* _What you should do_: Render every line of the listing below as a Markdown table with two columns, Row and Line, numbering each line in order and leaving out blank lines.

* _Dataset records_:
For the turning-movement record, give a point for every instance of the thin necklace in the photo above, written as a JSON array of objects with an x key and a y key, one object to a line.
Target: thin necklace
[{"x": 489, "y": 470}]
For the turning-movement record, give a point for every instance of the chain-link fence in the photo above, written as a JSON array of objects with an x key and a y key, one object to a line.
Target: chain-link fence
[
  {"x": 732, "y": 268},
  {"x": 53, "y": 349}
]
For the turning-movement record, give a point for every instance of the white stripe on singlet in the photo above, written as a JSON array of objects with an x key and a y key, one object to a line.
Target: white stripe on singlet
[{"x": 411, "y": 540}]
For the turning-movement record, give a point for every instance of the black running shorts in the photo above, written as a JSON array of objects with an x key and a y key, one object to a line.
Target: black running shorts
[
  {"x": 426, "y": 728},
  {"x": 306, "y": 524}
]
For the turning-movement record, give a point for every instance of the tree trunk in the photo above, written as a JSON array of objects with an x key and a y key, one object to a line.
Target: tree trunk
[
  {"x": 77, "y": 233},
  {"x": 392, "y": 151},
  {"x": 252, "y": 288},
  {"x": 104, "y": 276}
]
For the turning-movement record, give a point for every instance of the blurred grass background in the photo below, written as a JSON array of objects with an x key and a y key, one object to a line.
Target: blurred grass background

* _Final result_:
| Row | Line |
|---|---|
| 1 | For the turning-movement record, give a point for every instance of the thin necklace in the photo above, written as a JSON array of objects with an x key and a y key, one object to a line. |
| 2 | Target: thin necklace |
| 3 | [{"x": 489, "y": 470}] |
| 4 | For the turning-movement record, give a point for every instance of the chain-link fence in the photo above, written as a JSON array of objects with an x key and a y key, one object to a line. |
| 5 | Target: chain-link fence |
| 6 | [ |
| 7 |   {"x": 732, "y": 268}, |
| 8 |   {"x": 53, "y": 349} |
| 9 | ] |
| 10 | For the turning-movement record, give a point for every instance of the white stripe on singlet in the photo above, written as a JSON array of objects with an x key and a y key, one object to a line. |
| 11 | Target: white stripe on singlet |
| 12 | [{"x": 411, "y": 540}] |
| 13 | For the turning-movement record, give a point for every instance of the black running shorts in the photo above, written as a JSON array of objects with an x key and a y key, one object to a line. |
| 14 | Target: black running shorts |
| 15 | [ |
| 16 |   {"x": 426, "y": 728}, |
| 17 |   {"x": 306, "y": 524} |
| 18 | ] |
| 19 | For the turning-movement record, give a point for every instance of the tree trunk in the photo above, written as a JSON array of objects with an x key and a y key, one object to a line. |
| 20 | Target: tree trunk |
| 21 | [ |
| 22 |   {"x": 77, "y": 233}, |
| 23 |   {"x": 392, "y": 151}, |
| 24 |   {"x": 252, "y": 288}, |
| 25 |   {"x": 104, "y": 276} |
| 26 | ] |
| 27 | For the turning-movement record, give a point for every instance of the blurred grass background in the photo below, written as a JSON array of objects with an x key and a y key, one object to a line. |
| 28 | Target: blurred grass background |